**TASKS TO PERFORM**.
(1) In the weight-loading post, which two layers sit beside WeightLoaderCore in UniLLM's architecture?
(2) Pick up the post on UniLLM's weight loading after its final sentence and keep writing it.

**PROVIDED PASSAGE**.
2026-04-10 · weights / rust

Weight loading without the format wars: SafeTensors, GGUF, and PyTorch under one trait

Name: unillm
Author: Cognisoc

How UniLLM's WeightLoaderCore makes SafeTensors, GGUF, and PyTorch checkpoints interchangeable from a model's point of view, and what dequantization looks like today.

The first cliff every new inference runtime has to climb isn’t kernels or schedulers; it’s weight loading. SafeTensors, GGUF, and PyTorch .pt checkpoints each have their own tensor name conventions, dtype rules, layout assumptions, and quantization metadata. A runtime that punts on this gets a lot of “could not load weights” issues. UniLLM doesn’t punt — WeightLoaderCore is one of the three named layers of the architecture, sitting beside TensorCore and ModelCore. This post is about what that layer actually does, what it doesn’t yet do, and why models written against UniLLM never have to care which format their weights came in.

The shape of the abstraction

The whole loader is a small surface:

pub struct WeightLoader;

impl WeightLoader {
    pub fn from_safetensors<P: AsRef<Path>>(path: P) -> Result<ModelWeights>;
    pub fn from_gguf<P: AsRef<Path>>(path: P) -> Result<ModelWeights>;
    pub fn from_pytorch<P: AsRef<Path>>(path: P) -> Result<ModelWeights>;
    pub fn auto_detect<P: AsRef<Path>>(path: P) -> Result<ModelWeights>;
}

pub struct ModelWeights {
    tensors: HashMap<String, Tensor>,
    metadata: WeightMetadata,
}

ModelWeights is the unified container. A model that implements Model::from_weights(config, weights) reaches into that map by name. It doesn’t know — and shouldn’t know — that the bytes came from a SafeTensors header, a GGUF blob, or a Python pickle.

auto_detect is the path most users hit. It sniffs the file, picks the right loader, and returns the same ModelWeights. That single entry point is what makes the CLI’s unillm generate --model llama2:7b --prompt "Hello" a one-line affair: Ollama hands us a GGUF; the loader recognises it; the model trait picks it up.

SafeTensors: the easy case

SafeTensors is the format most modern HuggingFace checkpoints ship in, and it’s the friendliest to a Rust loader. It’s mmap-able, deterministic, dtype-tagged, and explicitly designed to be loaded without arbitrary code execution (the headline contrast with PyTorch pickles). UniLLM’s SafeTensors path reads the header, walks the tensor table, builds a HashMap<String, Tensor> keyed by the format’s own tensor names, and hands the result back as ModelWeights.

The interesting decision here is layout. SafeTensors gives you raw bytes plus a shape and dtype. UniLLM wraps those bytes in a Tensor whose storage lives behind Arc<dyn TensorStorage>. On CPU, that storage can be the mmap’d region directly; the loader doesn’t have to copy. On GPU backends (which, again, are not yet exercised), the storage becomes a device allocation populated via the host buffer. Either way, the model code sees a Tensor.

**RECORD EXTRACTS**.

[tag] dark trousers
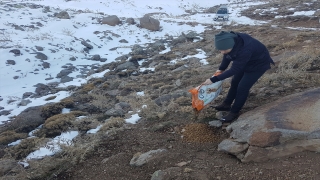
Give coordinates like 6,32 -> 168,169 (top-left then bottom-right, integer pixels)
224,71 -> 266,113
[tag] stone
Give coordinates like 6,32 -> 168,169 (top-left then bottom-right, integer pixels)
101,15 -> 121,26
218,139 -> 249,155
209,120 -> 222,128
35,52 -> 48,60
219,88 -> 320,162
130,149 -> 167,167
55,11 -> 70,19
6,60 -> 16,65
0,159 -> 18,176
140,15 -> 160,31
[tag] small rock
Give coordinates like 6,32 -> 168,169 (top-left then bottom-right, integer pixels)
209,120 -> 222,128
6,60 -> 16,65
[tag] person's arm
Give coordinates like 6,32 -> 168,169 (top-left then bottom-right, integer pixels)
210,51 -> 252,83
219,55 -> 231,71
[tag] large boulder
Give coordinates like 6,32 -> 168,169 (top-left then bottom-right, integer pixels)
218,88 -> 320,162
101,15 -> 121,26
140,15 -> 160,31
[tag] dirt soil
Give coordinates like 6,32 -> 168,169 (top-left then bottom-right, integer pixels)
54,1 -> 320,180
1,1 -> 320,180
55,119 -> 320,180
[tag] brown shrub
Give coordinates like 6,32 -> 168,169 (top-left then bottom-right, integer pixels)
35,113 -> 76,137
45,96 -> 57,101
7,137 -> 47,160
0,131 -> 28,145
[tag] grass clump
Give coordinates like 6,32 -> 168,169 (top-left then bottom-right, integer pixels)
0,130 -> 28,145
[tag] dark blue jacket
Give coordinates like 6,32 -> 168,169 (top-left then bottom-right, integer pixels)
217,32 -> 274,80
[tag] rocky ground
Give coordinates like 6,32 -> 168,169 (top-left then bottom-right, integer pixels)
0,1 -> 320,180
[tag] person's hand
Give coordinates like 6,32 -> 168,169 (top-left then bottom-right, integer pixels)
213,70 -> 223,76
201,79 -> 212,85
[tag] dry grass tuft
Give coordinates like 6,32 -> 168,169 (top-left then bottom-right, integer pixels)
6,137 -> 47,160
182,123 -> 219,143
35,113 -> 76,137
0,131 -> 28,145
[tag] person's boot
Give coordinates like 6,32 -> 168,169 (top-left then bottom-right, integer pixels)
221,112 -> 239,122
214,102 -> 231,111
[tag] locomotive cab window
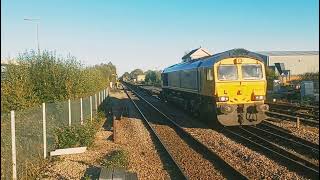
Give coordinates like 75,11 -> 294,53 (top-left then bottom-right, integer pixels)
207,69 -> 213,81
241,64 -> 262,80
218,65 -> 238,80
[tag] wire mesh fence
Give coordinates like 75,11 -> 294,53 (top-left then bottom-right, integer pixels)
1,88 -> 106,179
82,97 -> 91,121
71,99 -> 81,125
45,101 -> 69,152
15,106 -> 44,179
1,113 -> 12,179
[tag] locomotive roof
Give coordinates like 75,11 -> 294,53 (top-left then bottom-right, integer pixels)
163,49 -> 264,73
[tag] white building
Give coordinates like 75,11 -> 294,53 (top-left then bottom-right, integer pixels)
256,51 -> 319,75
182,47 -> 212,62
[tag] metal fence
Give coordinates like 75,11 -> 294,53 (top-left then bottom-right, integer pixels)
1,89 -> 109,179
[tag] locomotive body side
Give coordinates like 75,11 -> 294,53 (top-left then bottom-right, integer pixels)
161,50 -> 268,126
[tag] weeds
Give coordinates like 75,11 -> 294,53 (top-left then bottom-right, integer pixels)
102,149 -> 129,168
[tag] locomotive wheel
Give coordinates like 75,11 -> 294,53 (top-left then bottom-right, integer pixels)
183,101 -> 190,112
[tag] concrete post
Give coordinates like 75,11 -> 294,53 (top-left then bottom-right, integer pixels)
80,98 -> 83,125
10,111 -> 17,180
42,103 -> 47,159
68,99 -> 71,126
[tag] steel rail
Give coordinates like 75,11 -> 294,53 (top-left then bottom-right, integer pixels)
223,127 -> 319,179
259,122 -> 319,150
127,82 -> 249,179
266,111 -> 319,125
124,87 -> 188,179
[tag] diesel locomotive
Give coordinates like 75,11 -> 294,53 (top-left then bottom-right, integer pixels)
160,49 -> 269,126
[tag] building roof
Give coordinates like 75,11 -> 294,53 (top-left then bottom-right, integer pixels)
256,51 -> 319,56
182,47 -> 212,59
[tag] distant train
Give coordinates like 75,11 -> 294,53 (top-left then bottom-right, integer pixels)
160,49 -> 269,126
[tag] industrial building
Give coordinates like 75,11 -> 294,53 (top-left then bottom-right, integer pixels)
256,51 -> 319,76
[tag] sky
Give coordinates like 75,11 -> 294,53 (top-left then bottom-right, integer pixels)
1,0 -> 319,75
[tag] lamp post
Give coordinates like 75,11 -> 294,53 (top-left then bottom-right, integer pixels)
23,18 -> 40,55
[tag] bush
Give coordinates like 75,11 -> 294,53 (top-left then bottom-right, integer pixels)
1,52 -> 116,113
55,112 -> 104,149
102,149 -> 129,168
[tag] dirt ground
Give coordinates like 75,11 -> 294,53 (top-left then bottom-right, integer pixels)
38,92 -> 169,180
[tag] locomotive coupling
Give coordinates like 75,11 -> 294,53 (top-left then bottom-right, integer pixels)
256,104 -> 269,112
220,104 -> 234,114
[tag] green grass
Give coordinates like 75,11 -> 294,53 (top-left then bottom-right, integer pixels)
102,149 -> 129,168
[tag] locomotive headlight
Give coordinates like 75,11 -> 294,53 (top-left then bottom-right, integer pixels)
253,95 -> 265,101
219,96 -> 229,102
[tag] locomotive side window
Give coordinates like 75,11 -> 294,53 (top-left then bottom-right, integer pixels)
218,65 -> 238,80
241,64 -> 262,80
162,73 -> 168,86
207,69 -> 213,81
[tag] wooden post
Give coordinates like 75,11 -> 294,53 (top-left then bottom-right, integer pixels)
80,98 -> 83,125
112,116 -> 118,143
68,99 -> 71,126
42,103 -> 47,159
10,111 -> 17,180
94,94 -> 98,113
90,96 -> 92,122
98,91 -> 100,106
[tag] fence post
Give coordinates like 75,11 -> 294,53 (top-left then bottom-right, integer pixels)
98,91 -> 100,106
10,111 -> 17,180
90,96 -> 92,122
42,103 -> 47,159
68,99 -> 71,126
80,98 -> 83,125
296,117 -> 300,129
94,94 -> 98,113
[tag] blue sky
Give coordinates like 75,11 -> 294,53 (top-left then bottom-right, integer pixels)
1,0 -> 319,74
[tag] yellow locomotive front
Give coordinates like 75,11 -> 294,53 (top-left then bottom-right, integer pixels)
213,57 -> 269,126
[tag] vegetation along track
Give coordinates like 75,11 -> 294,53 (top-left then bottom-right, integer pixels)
123,85 -> 248,179
267,102 -> 319,122
223,125 -> 319,179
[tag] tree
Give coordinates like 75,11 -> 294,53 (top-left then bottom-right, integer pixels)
266,67 -> 279,90
121,72 -> 130,80
145,70 -> 161,85
130,69 -> 143,79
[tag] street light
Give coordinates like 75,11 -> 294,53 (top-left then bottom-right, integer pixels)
23,18 -> 40,56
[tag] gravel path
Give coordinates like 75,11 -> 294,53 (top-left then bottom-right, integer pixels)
114,89 -> 170,180
266,118 -> 319,144
141,90 -> 305,179
130,92 -> 224,179
39,129 -> 120,180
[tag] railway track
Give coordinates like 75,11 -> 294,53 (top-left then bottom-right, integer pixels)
129,83 -> 319,179
222,126 -> 319,179
266,102 -> 319,121
266,111 -> 319,126
126,85 -> 248,179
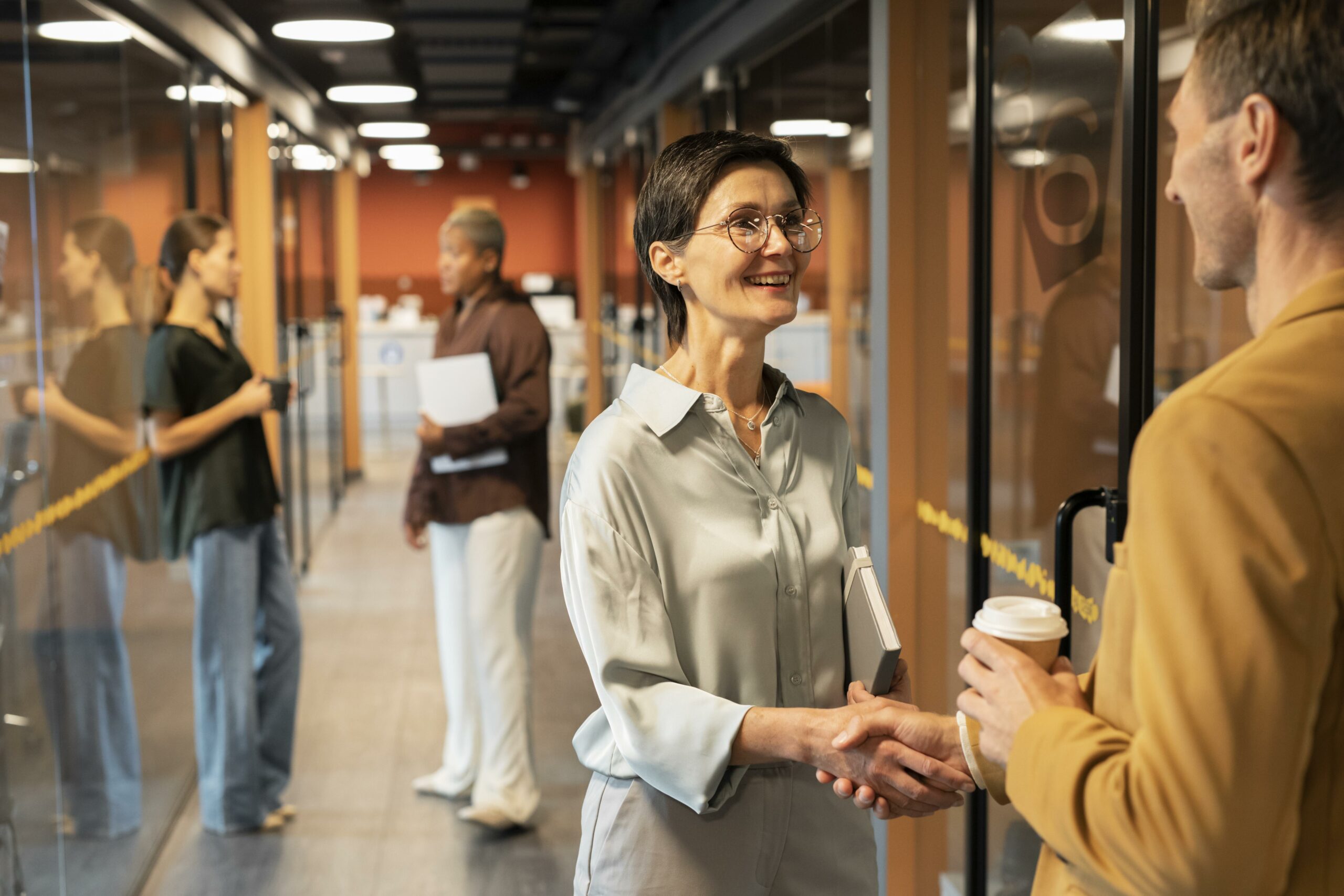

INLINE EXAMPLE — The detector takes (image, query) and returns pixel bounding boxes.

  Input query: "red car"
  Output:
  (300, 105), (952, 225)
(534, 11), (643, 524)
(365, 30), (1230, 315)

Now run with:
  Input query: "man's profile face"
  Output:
(1167, 59), (1255, 290)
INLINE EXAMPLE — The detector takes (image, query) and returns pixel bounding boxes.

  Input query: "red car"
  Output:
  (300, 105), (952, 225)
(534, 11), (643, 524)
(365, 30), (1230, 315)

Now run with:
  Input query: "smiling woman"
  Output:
(559, 130), (973, 896)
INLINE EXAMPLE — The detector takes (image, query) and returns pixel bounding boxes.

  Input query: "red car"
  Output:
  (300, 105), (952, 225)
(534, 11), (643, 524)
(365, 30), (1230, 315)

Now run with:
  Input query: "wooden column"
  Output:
(575, 165), (606, 425)
(333, 165), (363, 477)
(872, 0), (954, 896)
(658, 102), (698, 149)
(825, 165), (855, 426)
(233, 102), (281, 470)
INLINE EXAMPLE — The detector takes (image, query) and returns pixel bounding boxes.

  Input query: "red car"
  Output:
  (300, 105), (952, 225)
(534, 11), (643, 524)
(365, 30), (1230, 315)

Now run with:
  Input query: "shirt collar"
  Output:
(1266, 269), (1344, 335)
(621, 364), (804, 438)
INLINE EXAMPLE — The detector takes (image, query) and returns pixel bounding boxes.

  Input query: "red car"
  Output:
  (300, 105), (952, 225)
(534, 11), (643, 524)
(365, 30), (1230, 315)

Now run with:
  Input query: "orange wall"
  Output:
(359, 159), (575, 314)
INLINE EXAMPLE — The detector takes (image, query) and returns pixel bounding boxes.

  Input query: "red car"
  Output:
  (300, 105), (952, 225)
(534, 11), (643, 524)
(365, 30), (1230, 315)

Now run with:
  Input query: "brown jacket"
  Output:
(405, 282), (551, 537)
(989, 270), (1344, 896)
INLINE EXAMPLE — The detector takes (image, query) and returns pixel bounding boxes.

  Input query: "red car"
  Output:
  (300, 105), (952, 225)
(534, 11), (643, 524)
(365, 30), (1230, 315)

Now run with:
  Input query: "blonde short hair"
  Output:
(438, 208), (504, 265)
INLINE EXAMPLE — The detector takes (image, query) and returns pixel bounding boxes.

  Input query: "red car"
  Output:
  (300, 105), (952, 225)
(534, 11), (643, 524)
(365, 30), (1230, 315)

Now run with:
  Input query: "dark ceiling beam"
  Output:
(575, 0), (844, 157)
(103, 0), (351, 155)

**RESULTS FOR THE EXERCISE**.
(1) TensorCore and ModelCore.

(2)
GGUF: the format that earns its keep

GGUF is the format that ships from Ollama, llama.cpp, and most of the local-inference ecosystem. It’s where the interesting work happens: GGUF tensors are typically quantized — Q4_0, Q4_K, Q5_0, Q8_0, and several others — with per-block scales and zero points packed into the file. A runtime that wants to load these has to know each scheme’s bit layout.

UniLLM’s GGUF path supports dequantization for the common cases — Q4_0 and Q8_0 are the ones the README calls out explicitly. The loader walks the GGUF tensor table, recognises the quantization scheme on each tensor, and dequantizes block-by-block into f32 before storing the result in ModelWeights. From that point on, inference is f32 on CPU.

There are two honest things to say about this.

First, it works. The loader is exercised end-to-end: the CLI downloads a TinyLlama GGUF from Ollama, the loader dequantizes it, the LLaMA model picks it up via from_weights, the tokenizer runs, and the generation loop produces text. That’s the workflow the README’s quick start covers.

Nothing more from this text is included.